── 文書抜粋

デボーション:「トンネルの先の光」
デボーション:「トンネルの先の光」
*4月8日にハワイ報知新聞イースター特集に掲載された記事です。
分厚い聖書は創世記という書から始まります。その6章にノアの箱舟のお話が記されています。聖書を読んだことがなくてもノアの箱舟の話は知っているという方も多いのではないでしょうか。神は地上に増えた人々の堕落を見て、彼らを洪水で滅ぼすと「神と共に歩んだ正しい人」であったノアに告げ、「箱舟を建て、家族と動物一対ずつを船に乗せなさい」と命じられました。ノアはその命令に従い、ノアを含めて家族8人はおよそ370日間、方舟から一歩も出ることができず漂うことになったのです。船の中の詳しい状況については聖書に記載がありませんが、想像に難くありません。
子供たちは「まだ船から降りられないの?」と親に絶えず尋ね、悩ませたでしょう。家族であっても、四六時中顔を合わせていることにお互いストレスを感じたでしょう。子供たちは外で遊ぶことができない、大人は運動をすることができない。長期間船の中に閉じ込められていることのストレスは大きかったと思います。さらに箱舟の中にはたくさんの動物がいましたから、その世話も大変だったでしょうし、鳴声や臭いもひどかったでしょう。そんな生活環境の中で、ノアはいつ船から降りられるのかも全然分かりませんでした。彼は心配していたでしょう。不安だったでしょう。

────

-- 演習課題 --
(a) 次の(i)〜(iii)はノアの箱舟の文章の内容と合っていますか。それぞれ「はい」か「いいえ」で答え、判断の根拠となる本文の言葉をそのまま引用してください。(i) ノアの箱舟の話は創世記の6章に記されている。(ii) 箱舟で漂ったのは、ノアを含めて家族8人である。(iii) 船の中の詳しい状況は聖書に記されている。
(b) ノアの箱舟の文章のうち、「分厚い聖書は創世記という書か」から「んが、想像に難くありません。」までの部分を、一字も変えずに書き写してください。
この演習で資料を使うことはありません。

── 提供資料

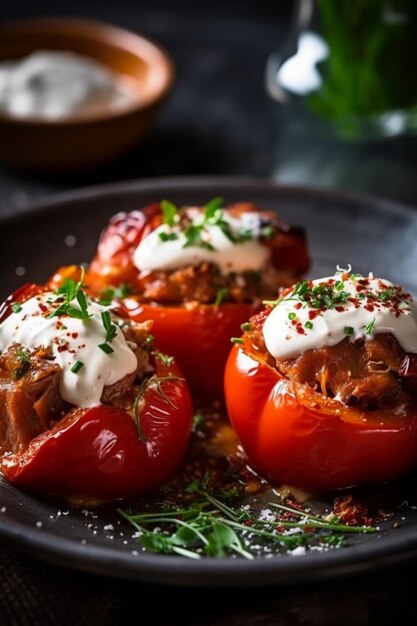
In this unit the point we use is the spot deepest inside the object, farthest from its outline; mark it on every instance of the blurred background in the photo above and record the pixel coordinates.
(236, 108)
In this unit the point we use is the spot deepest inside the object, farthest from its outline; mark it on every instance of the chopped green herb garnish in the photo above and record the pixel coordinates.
(109, 327)
(23, 355)
(110, 293)
(199, 422)
(221, 296)
(194, 237)
(210, 527)
(154, 382)
(68, 292)
(212, 207)
(369, 328)
(164, 358)
(106, 348)
(169, 212)
(268, 231)
(76, 367)
(167, 236)
(387, 294)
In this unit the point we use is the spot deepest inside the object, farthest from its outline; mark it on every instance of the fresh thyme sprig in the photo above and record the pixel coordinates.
(315, 296)
(69, 291)
(156, 383)
(109, 294)
(213, 215)
(210, 527)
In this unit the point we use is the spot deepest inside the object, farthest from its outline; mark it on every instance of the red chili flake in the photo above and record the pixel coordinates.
(351, 512)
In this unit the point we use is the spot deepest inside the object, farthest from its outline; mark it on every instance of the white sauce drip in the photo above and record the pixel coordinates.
(55, 85)
(154, 254)
(284, 341)
(32, 328)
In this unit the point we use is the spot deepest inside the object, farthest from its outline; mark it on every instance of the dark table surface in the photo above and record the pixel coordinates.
(219, 120)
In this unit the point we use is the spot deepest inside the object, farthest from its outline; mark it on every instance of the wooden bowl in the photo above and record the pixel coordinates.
(89, 140)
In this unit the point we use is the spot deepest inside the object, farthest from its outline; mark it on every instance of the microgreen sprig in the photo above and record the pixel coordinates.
(210, 527)
(69, 291)
(110, 293)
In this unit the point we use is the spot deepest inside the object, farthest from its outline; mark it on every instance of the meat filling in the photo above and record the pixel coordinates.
(30, 400)
(368, 374)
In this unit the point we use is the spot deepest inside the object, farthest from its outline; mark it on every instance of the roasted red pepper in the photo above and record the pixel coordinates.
(295, 436)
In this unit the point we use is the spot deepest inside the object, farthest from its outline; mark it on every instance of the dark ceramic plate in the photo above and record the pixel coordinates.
(368, 233)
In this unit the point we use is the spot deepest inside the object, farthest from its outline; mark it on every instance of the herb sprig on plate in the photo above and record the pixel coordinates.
(211, 527)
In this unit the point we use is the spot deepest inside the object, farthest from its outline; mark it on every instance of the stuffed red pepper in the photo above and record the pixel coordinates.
(198, 272)
(90, 411)
(322, 386)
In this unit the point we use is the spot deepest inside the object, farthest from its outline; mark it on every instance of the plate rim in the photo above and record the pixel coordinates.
(170, 569)
(260, 183)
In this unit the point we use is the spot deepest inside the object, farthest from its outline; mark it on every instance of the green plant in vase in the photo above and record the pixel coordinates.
(368, 78)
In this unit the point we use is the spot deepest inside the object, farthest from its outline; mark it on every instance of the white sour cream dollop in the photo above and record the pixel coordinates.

────

-- 演習の解答 --
(a)
(i) はい。「分厚い聖書は創世記という書から始まります。その6章にノアの箱舟のお話が記されています。」
(ii) はい。「ノアを含めて家族8人はおよそ370日間、方舟から一歩も出ることができず漂うことになったのです。」
(iii) いいえ。「船の中の詳しい状況については聖書に記載がありませんが」

(b)
分厚い聖書は創世記という書から始まります。その6章にノアの箱舟のお話が記されています。聖書を読んだことがなくてもノアの箱舟の話は知っているという方も多いのではないでしょうか。神は地上に増えた人々の堕落を見て、彼らを洪水で滅ぼすと「神と共に歩んだ正しい人」であったノアに告げ、「箱舟を建て、家族と動物一対ずつを船に乗せなさい」と命じられました。ノアはその命令に従い、ノアを含めて家族8人はおよそ370日間、方舟から一歩も出ることができず漂うことになったのです。船の中の詳しい状況については聖書に記載がありませんが、想像に難くありません。